## GESTELLTE AUFGABE A
Beantworte anhand des Abschnitts über die Konflikte zwischen Indien und Pakistan folgende Fragen:
(i) In welchem Monat und Jahr gerieten Indien und Pakistan in einen Strudel der Kriegshysterie?
(ii) Wo ereignete sich der Terroranschlag vom 22. April?
(iii) Welchen Vertrag setzte Indien nach dem Anschlag aus?
## GESTELLTE AUFGABE B
Führe den Abschnitt über die Konflikte zwischen Indien und Pakistan im selben Ton weiter und beginne nach seinem letzten Satz.

## AUSGEWÄHLTER ABSCHNITT
..............................
Stimmen für den Frieden inmitten des Säbelrasselns : die anhaltenden Konflikte zwischen Indien und Pakistan

In Indiens stark polarisierter Gesellschaft, in der abweichende Meinungen als antinational bestraft werden und die Hysterie blutrünstiger Nationalisten einen Krieg zwischen Pakistan und Indien zur neuen Normalität macht, riskiert das Reden über Frieden als Verrat gebrandmarkt zu werden. Als Indien und Pakistan im Mai 2025 jedoch in einen Strudel der Kriegshysterie gerieten, brachen Friedensaktivisten auf beiden Seiten der Grenze langsam aus ihrer ängstlichen Isolation aus und appellierten, den Krieg zu beenden. Schlummernde Friedensforen nahmen den Dialog wieder auf und behaupteten nachdrücklich, dass die Menschen auf beiden Seiten Frieden wollten. Die Dringlichkeit und Eindringlichkeit des Aufrufs zur Wiederaufnahme der unterbrochenen diplomatischen und zwischenmenschlichen Beziehungen wurde durch die Besorgnis über ein neues Kriegsmuster vorangetrieben: der Einsatz militärischer Gewalt als erste Option in einer eskalierenden Konfrontation zwischen zwei atomar bewaffneten Nachbarn mit strukturellen Konfliktvermächtnissen.     

Am 22. April hatte in Pahalgam, im indisch kontrollierten Teil Kaschmirs, ein abscheulicher Terroranschlag das staatlich geförderte Narrativ der „Normalisierung” erschüttert und 25 indischen Touristen sowie einem einheimischen Kaschmiri, der  sie zu schützen versuchte, das Leben gekostet. Indien stellte umgehend eine Verbindung zwischen dem Terroranschlag und Pakistan her – basierend auf dem bekannten Muster grenzüberschreitender Terroranschläge durch Stellvertreter – und etablierte eine neue Normalität, indem es den Indus-Wasservertrag aussetzte, der bereits drei Kriege zwischen Indien und Pakistan überdauert hatte, und ihn als Waffe einsetzte. Inmitten der von den Medien verstärkten Kriegsrhetorik aktivierte Indien seine neue Strategie und ging militärisch gegen die vermutete Quelle der „Terror”-Infrastruktur vor. Dies eskalierte zu vier Tagen gegenseitiger Luftraketenangriffe mit der latenten Gefahr eines Atomkrieges. Der willkommene, wenn auch ungeklärte Waffenstillstand (verwirrt durch die umstrittene Vermittlungsbehauptung von US-Präsident Donald Trump) empörte lautstarke Nationalisten, die den Grenzkrieg mit dem kommunalen „Krieg” im Inneren verbanden.  Die beiden Staaten haben grenzüberschreitende ethnisch-religiöse Gemeinschaften, wobei die Minderheit in einem Staat die Mehrheit im anderen ist, d. h. Hindus in Pakistan und Muslime in Indien. Im aufkommenden Hindu-Majoritarismus wurden muslimische Bürger als Stellvertreter des Anderen, als „Feind“ diffamiert, und alle Kaschmiris galten als schuldig und wurden mit kollektiven Strafen belegt.
..............................
## ANGEZEIGTE DATEN
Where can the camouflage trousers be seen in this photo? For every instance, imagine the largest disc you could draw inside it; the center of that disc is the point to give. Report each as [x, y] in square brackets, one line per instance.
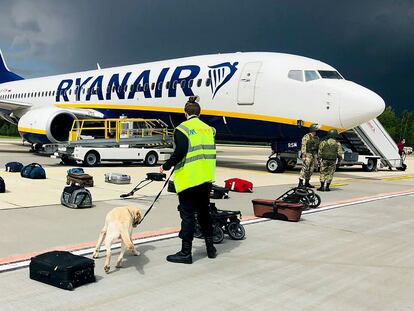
..............................
## ANTWORT A
(i) Im Mai 2025.
(ii) In Pahalgam, im indisch kontrollierten Teil Kaschmirs.
(iii) Den Indus-Wasservertrag.

## ANTWORT B
Ironischerweise gab es keine Forderungen nach einer politischen Auseinandersetzung mit dem Kernkonflikt um Kaschmir zwischen diesen beiden postkolonial geteilten, unabhängigen Staaten. Das politische Vorhaben der Hindu-nationalistischen Regierung Indiens, im Jahr 2019 den Sonderstatus Kaschmirs durch die Aufhebung von Artikel 370 der Verfassung(1) zu entziehen, hatte Pakistan dazu veranlasst, die diplomatischen Beziehungen sowie die vertrauensbildenden Strukturen in Handel und Verkehr aufzukündigen. Der Terroranschlag führte zur Ausweisung der Bürger des jeweils anderen Landes und zum Bruch von Beziehungen zwischen Familien und Freunden.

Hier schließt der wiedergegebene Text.